— Document section —
= Murder of Cloete and Thomas Murray =

2023 murders in South Africa

The murder of Cloete and Thomas Murray refers to the fatal shooting of South African insolvency practitioner Cloete Murray and his son Thomas (Tom) Murray on 18 March 2023 on the N1 highway in Midrand, Gauteng. The case attracted significant national attention due to the high profile of Cloete Murray's work in insolvency, including cases linked to the controversial state contractor Bosasa and the Guptas.

== Background ==
Cloete Murray was an established insolvency practitioner and liquidator who was appointed by the High Court to oversee complex insolvency matters, including the winding up of companies entangled in corruption and financial irregularities. His son, Thomas, worked as a legal adviser at his firm, Sechaba Trust.

— Dataset excerpt —
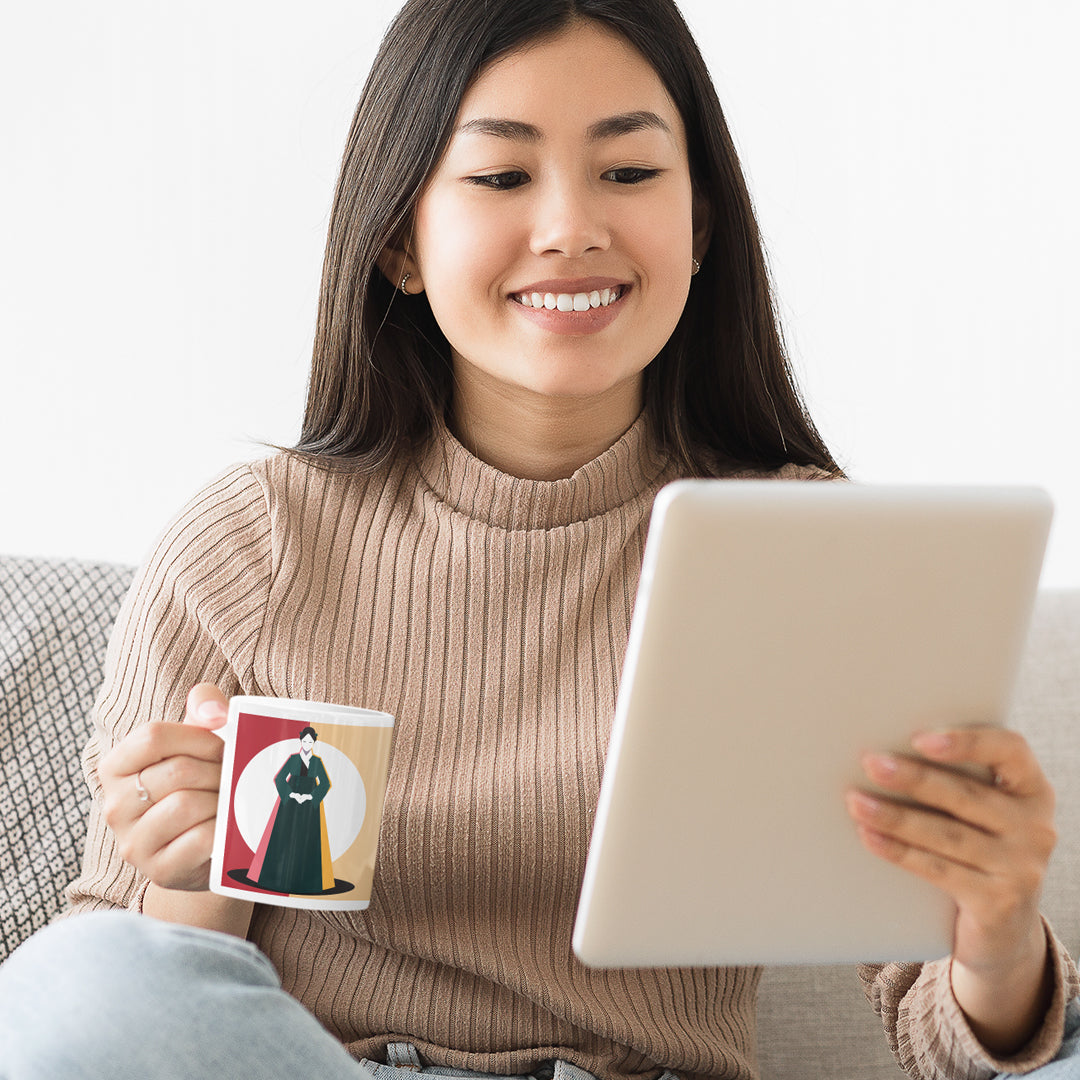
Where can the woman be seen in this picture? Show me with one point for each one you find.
(543, 297)
(294, 854)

— Your assignment —
In the text on the Murray shooting, reproduce the passage starting with "The murder of" and going on through "firm, Sechaba Trust.", swapping "insolvency practitioner" for "bankruptcy practitioner".

— Task answer —
The murder of Cloete and Thomas Murray refers to the fatal shooting of South African bankruptcy practitioner Cloete Murray and his son Thomas (Tom) Murray on 18 March 2023 on the N1 highway in Midrand, Gauteng. The case attracted significant national attention due to the high profile of Cloete Murray's work in insolvency, including cases linked to the controversial state contractor Bosasa and the Guptas.

== Background ==
Cloete Murray was an established bankruptcy practitioner and liquidator who was appointed by the High Court to oversee complex insolvency matters, including the winding up of companies entangled in corruption and financial irregularities. His son, Thomas, worked as a legal adviser at his firm, Sechaba Trust.